[Start]
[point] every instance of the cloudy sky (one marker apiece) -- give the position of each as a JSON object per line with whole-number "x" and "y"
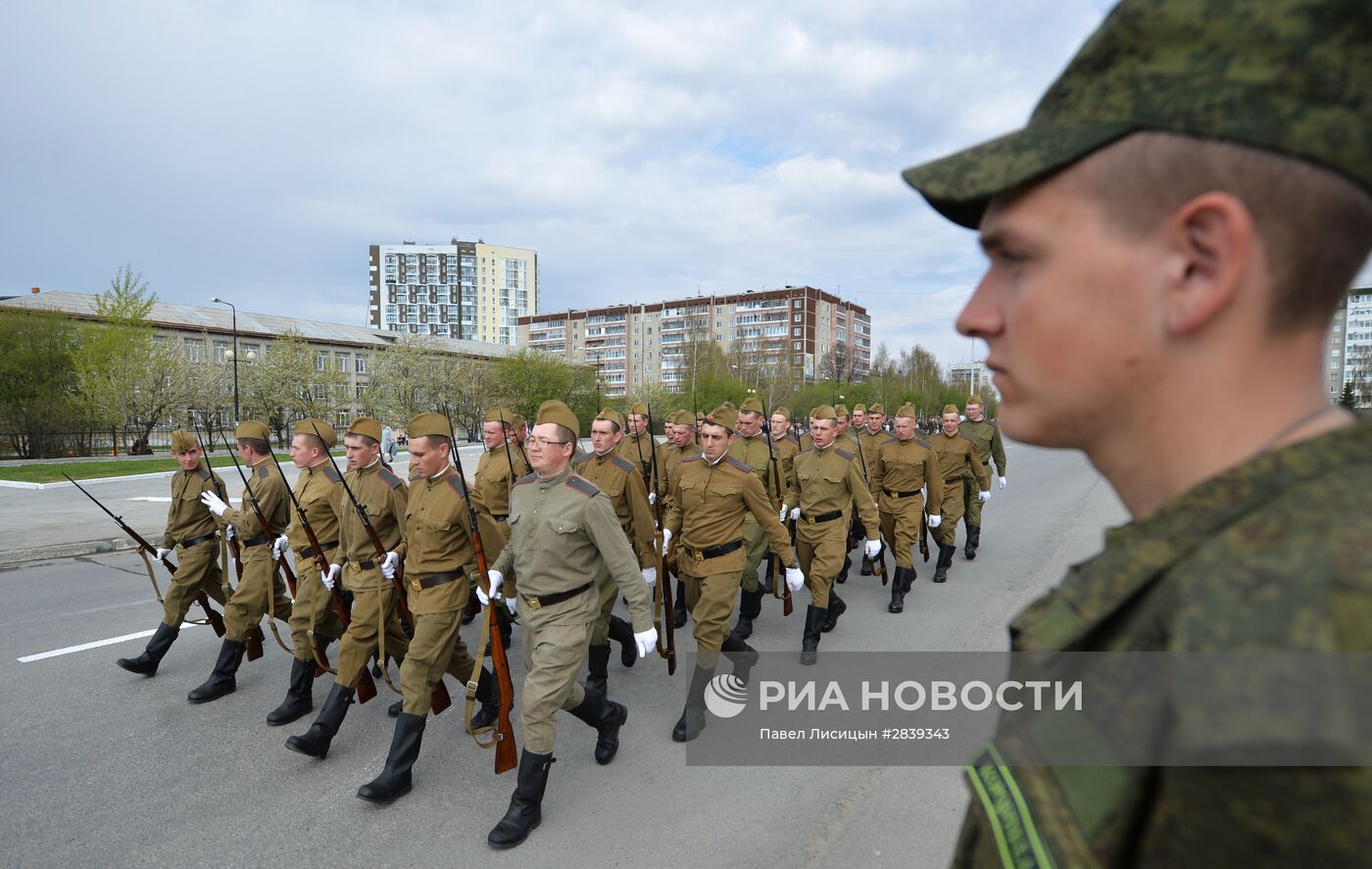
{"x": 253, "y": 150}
[End]
[Start]
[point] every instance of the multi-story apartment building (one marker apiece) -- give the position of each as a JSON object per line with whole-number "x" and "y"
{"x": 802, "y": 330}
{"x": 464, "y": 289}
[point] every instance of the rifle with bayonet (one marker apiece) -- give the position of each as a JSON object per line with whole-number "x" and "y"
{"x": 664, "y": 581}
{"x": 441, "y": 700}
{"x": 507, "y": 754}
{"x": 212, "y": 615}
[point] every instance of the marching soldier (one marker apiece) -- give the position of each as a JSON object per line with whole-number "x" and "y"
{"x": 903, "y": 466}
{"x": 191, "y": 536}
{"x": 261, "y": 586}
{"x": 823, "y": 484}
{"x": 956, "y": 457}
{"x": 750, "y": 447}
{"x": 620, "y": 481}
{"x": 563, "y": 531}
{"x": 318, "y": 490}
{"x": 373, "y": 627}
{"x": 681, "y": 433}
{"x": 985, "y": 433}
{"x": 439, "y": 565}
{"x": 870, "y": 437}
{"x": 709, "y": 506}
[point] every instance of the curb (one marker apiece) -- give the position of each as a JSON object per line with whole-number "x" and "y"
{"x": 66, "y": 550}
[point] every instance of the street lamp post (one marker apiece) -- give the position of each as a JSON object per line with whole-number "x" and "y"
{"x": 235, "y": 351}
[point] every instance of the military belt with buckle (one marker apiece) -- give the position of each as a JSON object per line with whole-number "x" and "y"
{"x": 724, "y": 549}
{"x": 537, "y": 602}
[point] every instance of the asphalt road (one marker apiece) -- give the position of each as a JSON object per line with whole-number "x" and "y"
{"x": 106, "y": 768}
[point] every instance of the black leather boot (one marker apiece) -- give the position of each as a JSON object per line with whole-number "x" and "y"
[End]
■ Brief
Return every line of the items that contains the word "cloudy", copying each such line in full.

■ Reply to the task
[point] every instance of the cloudy sky (one marker apiece) -- give the position of each as a JSON object per line with whole-number "x" and "y"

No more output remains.